WRITTEN EXERCISE:
Copy out every one of the rows below that contains the word "illuminated".

RECORDS:

##############################

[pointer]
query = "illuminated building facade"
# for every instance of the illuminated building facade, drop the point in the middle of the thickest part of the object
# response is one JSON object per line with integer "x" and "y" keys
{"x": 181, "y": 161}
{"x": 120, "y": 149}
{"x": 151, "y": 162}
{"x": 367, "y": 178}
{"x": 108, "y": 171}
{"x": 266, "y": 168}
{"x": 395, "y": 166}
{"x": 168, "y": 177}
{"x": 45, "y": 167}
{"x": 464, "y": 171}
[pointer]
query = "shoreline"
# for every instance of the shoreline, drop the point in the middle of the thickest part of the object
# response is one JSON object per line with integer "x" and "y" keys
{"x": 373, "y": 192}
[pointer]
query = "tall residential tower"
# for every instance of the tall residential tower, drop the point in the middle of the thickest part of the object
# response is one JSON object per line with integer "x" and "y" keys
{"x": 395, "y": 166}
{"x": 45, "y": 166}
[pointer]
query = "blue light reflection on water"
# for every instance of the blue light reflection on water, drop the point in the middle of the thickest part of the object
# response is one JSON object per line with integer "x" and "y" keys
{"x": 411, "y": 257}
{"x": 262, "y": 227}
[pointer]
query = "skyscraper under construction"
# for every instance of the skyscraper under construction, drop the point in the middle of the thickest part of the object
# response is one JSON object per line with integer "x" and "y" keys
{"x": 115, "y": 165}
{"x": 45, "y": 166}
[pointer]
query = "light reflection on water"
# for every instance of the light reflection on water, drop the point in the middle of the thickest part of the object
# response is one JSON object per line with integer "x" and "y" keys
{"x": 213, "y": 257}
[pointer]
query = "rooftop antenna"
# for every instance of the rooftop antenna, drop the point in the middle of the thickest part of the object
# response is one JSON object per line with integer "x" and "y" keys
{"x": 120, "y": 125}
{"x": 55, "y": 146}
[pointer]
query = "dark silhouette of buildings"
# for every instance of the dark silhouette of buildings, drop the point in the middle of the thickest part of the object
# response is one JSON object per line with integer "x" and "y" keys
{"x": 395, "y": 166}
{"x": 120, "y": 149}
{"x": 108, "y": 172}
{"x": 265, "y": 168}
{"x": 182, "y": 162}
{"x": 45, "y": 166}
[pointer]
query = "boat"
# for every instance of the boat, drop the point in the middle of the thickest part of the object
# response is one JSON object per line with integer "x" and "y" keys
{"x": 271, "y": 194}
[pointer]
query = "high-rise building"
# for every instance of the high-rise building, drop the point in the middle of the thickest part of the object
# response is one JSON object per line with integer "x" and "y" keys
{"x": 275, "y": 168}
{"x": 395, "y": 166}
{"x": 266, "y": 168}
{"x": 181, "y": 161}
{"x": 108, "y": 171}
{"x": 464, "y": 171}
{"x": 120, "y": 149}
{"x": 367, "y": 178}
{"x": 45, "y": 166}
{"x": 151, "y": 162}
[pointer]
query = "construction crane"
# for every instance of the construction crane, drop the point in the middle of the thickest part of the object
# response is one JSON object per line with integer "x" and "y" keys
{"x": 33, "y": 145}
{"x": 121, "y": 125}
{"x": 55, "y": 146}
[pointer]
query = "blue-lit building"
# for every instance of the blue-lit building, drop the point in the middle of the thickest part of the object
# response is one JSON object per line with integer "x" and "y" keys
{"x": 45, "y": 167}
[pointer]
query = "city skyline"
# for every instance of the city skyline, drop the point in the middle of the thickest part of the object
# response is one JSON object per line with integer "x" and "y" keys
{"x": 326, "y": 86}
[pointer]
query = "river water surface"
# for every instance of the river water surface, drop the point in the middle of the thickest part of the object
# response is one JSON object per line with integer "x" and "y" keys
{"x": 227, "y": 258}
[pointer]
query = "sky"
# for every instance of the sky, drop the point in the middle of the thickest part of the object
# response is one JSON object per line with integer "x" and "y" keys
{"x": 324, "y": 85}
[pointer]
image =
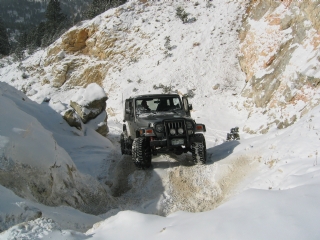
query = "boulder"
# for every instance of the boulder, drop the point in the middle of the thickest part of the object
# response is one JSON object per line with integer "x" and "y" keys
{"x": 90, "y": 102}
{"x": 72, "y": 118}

##############################

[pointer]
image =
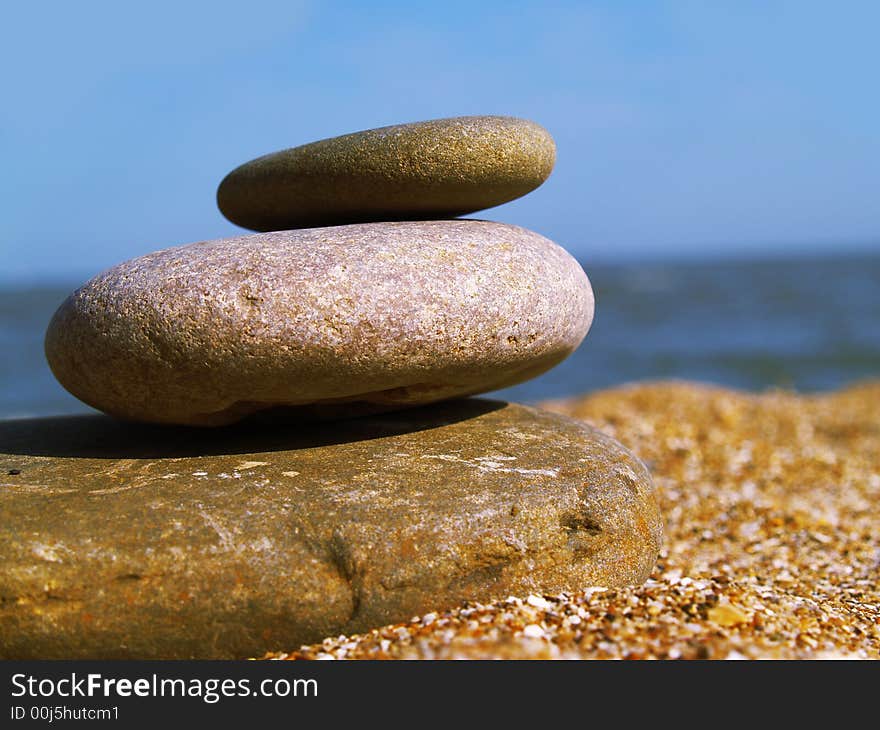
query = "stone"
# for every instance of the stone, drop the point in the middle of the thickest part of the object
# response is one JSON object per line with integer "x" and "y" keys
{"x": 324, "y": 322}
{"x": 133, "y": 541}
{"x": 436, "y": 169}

##############################

FULL SOLUTION:
query = "illuminated building facade"
# for every instance of the illuminated building facade, drop the point in the middle of the thickest part of the object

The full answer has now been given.